▶ **Source data**
-=-=-

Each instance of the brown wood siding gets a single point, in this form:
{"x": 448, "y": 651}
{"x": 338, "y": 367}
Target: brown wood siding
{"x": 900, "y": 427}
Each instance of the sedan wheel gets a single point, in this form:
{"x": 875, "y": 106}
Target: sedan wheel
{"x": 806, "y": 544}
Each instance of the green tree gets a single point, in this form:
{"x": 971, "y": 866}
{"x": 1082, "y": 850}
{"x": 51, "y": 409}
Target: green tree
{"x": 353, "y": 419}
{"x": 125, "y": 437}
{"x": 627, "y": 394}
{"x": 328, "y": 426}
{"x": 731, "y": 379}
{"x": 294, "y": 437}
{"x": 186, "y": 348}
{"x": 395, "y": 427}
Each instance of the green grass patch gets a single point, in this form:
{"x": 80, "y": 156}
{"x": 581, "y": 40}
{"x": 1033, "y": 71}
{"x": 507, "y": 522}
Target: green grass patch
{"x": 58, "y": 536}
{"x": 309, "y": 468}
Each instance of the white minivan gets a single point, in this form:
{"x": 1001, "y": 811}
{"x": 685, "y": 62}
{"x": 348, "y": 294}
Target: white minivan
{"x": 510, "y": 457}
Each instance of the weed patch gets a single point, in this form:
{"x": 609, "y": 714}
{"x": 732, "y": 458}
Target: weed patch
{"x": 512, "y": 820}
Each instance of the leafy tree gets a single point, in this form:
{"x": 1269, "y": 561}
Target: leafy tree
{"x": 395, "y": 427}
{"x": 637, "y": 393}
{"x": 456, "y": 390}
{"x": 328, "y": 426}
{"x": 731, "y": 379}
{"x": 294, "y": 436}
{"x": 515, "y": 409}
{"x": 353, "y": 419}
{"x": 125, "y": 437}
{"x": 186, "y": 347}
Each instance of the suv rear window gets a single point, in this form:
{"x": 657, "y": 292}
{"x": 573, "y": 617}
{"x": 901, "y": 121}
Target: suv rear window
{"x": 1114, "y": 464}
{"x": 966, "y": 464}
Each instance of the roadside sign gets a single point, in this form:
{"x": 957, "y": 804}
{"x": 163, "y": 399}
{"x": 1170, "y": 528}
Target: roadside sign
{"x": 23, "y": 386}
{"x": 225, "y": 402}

-=-=-

▶ **EXERCISE OBJECTIVE**
Write out the entries in full, exactly as given.

▶ **THE ANSWER**
Each instance of the brown wood siding gets a single point, in this form:
{"x": 448, "y": 651}
{"x": 338, "y": 367}
Target: brown wood siding
{"x": 900, "y": 427}
Each instance of the sedan wheel gets a single point, in this form:
{"x": 875, "y": 106}
Target: sedan wheel
{"x": 806, "y": 544}
Each instance of the green tree gets a single point, in this form:
{"x": 971, "y": 866}
{"x": 1082, "y": 850}
{"x": 51, "y": 409}
Target: green tree
{"x": 353, "y": 419}
{"x": 125, "y": 437}
{"x": 627, "y": 394}
{"x": 328, "y": 426}
{"x": 731, "y": 379}
{"x": 294, "y": 437}
{"x": 186, "y": 348}
{"x": 395, "y": 427}
Each instance of the green grass patch gets a single point, in this form:
{"x": 80, "y": 156}
{"x": 581, "y": 40}
{"x": 1033, "y": 71}
{"x": 507, "y": 522}
Target: green grass patch
{"x": 58, "y": 536}
{"x": 309, "y": 468}
Each instance of the white minivan gets a single point, in this form:
{"x": 1001, "y": 811}
{"x": 685, "y": 62}
{"x": 348, "y": 294}
Target: white minivan
{"x": 510, "y": 457}
Each instance of the weed patch gets a single point, in this form:
{"x": 609, "y": 714}
{"x": 732, "y": 458}
Target: weed patch
{"x": 512, "y": 820}
Each instance of the leafy tree gets a single point, in this form:
{"x": 1269, "y": 561}
Target: leafy tree
{"x": 395, "y": 427}
{"x": 637, "y": 393}
{"x": 456, "y": 390}
{"x": 328, "y": 426}
{"x": 731, "y": 379}
{"x": 294, "y": 436}
{"x": 515, "y": 409}
{"x": 353, "y": 419}
{"x": 125, "y": 437}
{"x": 186, "y": 347}
Each instance of the suv rear window gets a single point, in this form:
{"x": 657, "y": 292}
{"x": 573, "y": 617}
{"x": 901, "y": 121}
Target: suv rear window
{"x": 1114, "y": 464}
{"x": 966, "y": 464}
Each instance of the roadside sign gets a single point, in this form:
{"x": 957, "y": 804}
{"x": 163, "y": 399}
{"x": 1170, "y": 528}
Target: roadside sign
{"x": 23, "y": 386}
{"x": 225, "y": 402}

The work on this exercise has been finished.